> DATA EXCERPTS:
------------

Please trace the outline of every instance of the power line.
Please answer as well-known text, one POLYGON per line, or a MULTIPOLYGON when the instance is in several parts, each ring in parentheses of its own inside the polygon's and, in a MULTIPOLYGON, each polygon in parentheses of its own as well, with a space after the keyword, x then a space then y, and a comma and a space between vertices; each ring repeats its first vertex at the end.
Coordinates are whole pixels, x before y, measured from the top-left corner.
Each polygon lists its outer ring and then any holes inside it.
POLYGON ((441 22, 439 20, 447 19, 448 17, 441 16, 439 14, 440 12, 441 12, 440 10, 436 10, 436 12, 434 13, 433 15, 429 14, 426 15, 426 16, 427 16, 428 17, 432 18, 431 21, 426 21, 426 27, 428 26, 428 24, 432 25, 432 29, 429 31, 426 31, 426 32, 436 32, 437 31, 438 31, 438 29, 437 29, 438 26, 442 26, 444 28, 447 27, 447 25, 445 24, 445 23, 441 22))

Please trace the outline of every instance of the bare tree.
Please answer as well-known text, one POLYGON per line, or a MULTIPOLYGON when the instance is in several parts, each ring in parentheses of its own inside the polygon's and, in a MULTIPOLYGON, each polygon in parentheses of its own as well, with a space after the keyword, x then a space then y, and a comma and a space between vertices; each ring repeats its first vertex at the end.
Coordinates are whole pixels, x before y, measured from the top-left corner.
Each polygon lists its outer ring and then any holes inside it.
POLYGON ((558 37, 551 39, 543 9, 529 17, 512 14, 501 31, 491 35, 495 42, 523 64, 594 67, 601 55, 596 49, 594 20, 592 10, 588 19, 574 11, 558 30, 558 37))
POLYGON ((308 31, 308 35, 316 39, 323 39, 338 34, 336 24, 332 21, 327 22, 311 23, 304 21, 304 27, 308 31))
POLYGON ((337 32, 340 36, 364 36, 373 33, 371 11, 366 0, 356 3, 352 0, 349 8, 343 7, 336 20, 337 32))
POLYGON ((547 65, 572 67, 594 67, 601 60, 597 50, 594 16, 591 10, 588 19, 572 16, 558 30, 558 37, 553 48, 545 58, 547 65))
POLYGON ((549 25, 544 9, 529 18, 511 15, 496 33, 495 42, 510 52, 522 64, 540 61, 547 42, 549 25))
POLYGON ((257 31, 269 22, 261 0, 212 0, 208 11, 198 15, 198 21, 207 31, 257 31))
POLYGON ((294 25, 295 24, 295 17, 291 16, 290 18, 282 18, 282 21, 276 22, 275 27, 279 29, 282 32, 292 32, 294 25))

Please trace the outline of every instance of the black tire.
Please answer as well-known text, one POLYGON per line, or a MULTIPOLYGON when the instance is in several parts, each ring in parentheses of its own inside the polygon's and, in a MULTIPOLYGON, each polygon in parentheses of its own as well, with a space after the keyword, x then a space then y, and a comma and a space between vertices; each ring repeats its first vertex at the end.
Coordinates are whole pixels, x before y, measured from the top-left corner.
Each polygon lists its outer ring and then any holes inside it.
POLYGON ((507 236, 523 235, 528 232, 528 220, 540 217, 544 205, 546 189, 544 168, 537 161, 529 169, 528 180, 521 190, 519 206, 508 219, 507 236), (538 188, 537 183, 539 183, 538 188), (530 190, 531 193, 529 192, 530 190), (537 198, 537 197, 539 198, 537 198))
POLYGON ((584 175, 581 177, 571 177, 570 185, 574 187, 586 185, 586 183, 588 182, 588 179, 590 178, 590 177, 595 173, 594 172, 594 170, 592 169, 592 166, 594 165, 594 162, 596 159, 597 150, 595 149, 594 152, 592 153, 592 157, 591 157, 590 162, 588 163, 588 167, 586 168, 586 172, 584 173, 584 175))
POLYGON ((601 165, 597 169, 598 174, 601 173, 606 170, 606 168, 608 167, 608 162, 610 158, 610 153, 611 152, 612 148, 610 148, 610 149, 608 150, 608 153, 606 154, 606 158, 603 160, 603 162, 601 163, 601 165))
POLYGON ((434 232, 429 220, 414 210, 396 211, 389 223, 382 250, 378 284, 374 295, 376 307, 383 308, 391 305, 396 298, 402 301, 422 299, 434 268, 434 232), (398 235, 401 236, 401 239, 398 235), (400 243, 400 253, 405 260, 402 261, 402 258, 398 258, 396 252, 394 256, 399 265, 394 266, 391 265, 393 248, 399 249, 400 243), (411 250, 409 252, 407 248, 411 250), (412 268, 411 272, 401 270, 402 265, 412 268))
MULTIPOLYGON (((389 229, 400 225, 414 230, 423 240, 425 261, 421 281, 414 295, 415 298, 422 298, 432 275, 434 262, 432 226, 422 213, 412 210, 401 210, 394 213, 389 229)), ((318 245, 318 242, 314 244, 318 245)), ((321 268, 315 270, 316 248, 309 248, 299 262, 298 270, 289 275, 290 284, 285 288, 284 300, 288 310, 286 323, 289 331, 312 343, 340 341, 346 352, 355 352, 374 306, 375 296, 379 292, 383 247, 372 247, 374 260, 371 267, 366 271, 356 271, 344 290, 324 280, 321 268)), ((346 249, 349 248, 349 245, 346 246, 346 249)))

------------

> WHAT THIS TASK INVOLVES:
Copy the lines above, starting at the line that contains "Please trace the outline of every instance of the bare" and ending at the line that contains "POLYGON ((337 32, 340", with both of those lines included.

> RESULT:
Please trace the outline of every instance of the bare tree.
Please answer as well-known text, one POLYGON per line, or a MULTIPOLYGON when the instance is in several parts, each ring in parentheses of its own inside the polygon's and, in a MULTIPOLYGON, each polygon in parentheses of its own as well, with a space after the keyword, x then a space then y, and a comma and a space between vertices; each ring repeats its first vertex at the end.
Coordinates are whole pixels, x before y, measured from the top-left corner.
Each polygon lists its outer ring and then any holes inside it.
POLYGON ((558 37, 551 39, 543 9, 529 17, 512 14, 501 31, 491 35, 495 42, 523 64, 594 67, 601 55, 596 49, 594 20, 592 10, 588 19, 574 11, 558 30, 558 37))
POLYGON ((308 31, 308 35, 316 39, 323 39, 338 34, 336 24, 332 21, 327 22, 311 23, 304 21, 304 27, 308 31))
POLYGON ((337 32, 340 36, 364 36, 373 33, 371 11, 366 0, 356 3, 352 0, 349 8, 343 7, 336 20, 337 32))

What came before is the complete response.